• Excerpt provided:
"""
Professor of International Health at the Department of Public Health Sciences since 1996.
The main object of Staffan Bergström's research interest has been genital infections in pregnancy and their affect on pregnancy outcome. The antimicrobial properties of amniotic fluid have been of particular interest, in relation to intrauterine fetal death, low birth weight, puerperal endometritis, myometritis and intrauterine growth retardation. Other areas of research include the immunological and serological characteristics of preeclampsia and research into the application of methods of termination of pregnancy.
A major part of Staffan Bergström's current research activities revolves around the quality of medical work being carried out by non-physician clinicians, i.e. healthcare workers who lack formal medical training but who carry out some of the most advanced procedures in e.g. major surgery, obstetrics, gynaecology and traumatology/orthopaedics. These are referred to in Swedish as icke-läkare or "non-doctors" for the lack of a better term. The African countries studied in this research include Mozambique, Malawi and Tanzania.
"""
• Data section:
"""
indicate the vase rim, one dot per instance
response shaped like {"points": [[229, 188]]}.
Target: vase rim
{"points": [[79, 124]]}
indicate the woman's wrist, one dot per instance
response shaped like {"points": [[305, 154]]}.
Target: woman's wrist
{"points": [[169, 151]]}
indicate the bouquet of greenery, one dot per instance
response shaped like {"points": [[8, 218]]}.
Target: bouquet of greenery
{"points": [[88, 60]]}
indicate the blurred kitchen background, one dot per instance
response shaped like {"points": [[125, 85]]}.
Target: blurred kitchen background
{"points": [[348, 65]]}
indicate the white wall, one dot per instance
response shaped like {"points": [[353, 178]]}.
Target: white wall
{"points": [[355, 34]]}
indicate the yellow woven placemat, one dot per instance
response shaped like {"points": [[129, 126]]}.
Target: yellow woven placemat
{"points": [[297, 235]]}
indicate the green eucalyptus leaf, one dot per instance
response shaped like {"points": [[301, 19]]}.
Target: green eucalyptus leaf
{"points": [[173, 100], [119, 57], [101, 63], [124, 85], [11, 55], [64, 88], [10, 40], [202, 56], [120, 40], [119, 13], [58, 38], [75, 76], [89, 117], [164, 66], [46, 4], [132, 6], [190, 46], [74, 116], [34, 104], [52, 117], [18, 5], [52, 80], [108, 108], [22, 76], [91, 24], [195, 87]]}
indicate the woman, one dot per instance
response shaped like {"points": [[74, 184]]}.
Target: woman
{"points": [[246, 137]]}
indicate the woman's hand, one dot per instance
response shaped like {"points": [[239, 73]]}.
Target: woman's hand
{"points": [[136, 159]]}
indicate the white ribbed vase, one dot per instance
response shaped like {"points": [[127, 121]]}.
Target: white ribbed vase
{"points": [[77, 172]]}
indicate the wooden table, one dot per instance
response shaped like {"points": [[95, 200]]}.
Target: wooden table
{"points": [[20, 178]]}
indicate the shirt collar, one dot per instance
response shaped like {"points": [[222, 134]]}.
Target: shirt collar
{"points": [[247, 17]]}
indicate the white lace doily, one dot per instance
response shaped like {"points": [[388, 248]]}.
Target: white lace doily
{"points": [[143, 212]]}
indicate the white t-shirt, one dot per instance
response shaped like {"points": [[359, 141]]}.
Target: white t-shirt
"""
• Problem 1:
Answer these questions about the profile of Staffan Bergström, one answer per line, marked (a), (b) and (c):
(a) Since what year has he been Professor of International Health?
(b) What Swedish term is used for non-physician clinicians?
(c) Which African countries are studied in this research?
• Problem 2: Transcribe the profile of Staffan Bergström word for word, everything from "Professor of International" down to "termination of pregnancy.".
• Problem 3: Go on with the profile of Staffan Bergström from where it stops.

• Answer section 1:
(a) 1996
(b) icke-läkare
(c) Mozambique, Malawi and Tanzania

• Answer section 2:
Professor of International Health at the Department of Public Health Sciences since 1996.
The main object of Staffan Bergström's research interest has been genital infections in pregnancy and their affect on pregnancy outcome. The antimicrobial properties of amniotic fluid have been of particular interest, in relation to intrauterine fetal death, low birth weight, puerperal endometritis, myometritis and intrauterine growth retardation. Other areas of research include the immunological and serological characteristics of preeclampsia and research into the application of methods of termination of pregnancy.

• Answer section 3:
With regard to caesarean section and other more advanced surgery, Professor Bergström's research team has been able to demonstrate that around 90% of these more major surgical procedures at district hospital level are already being carried out by non-physician clinicians in Mozambique (by "técnicos de cirurgia"), in Malawi (by "clinical officers") and in Tanzania (by "assistant medical officers"). Not one of these types of "surgeon" has set foot in a medical faculty but, according to well documented research findings from Professor Bergström's team, they possess the skills needed to carry out most of the "major" operations at hospitals in these three countries. This has crucial implications for the availability of lifesaving surgery, particularly obstetric surgery for pregnant women in the rural areas of the poorest countries. It has been possible to demonstrate that after 7 years nearly 90% of these "non-doctors" remain at the peripheral hospitals in e.g. Mozambique, whereas the corresponding figure for doctors is 0%. They therefore have great significance from the health systems perspective regarding sustainability.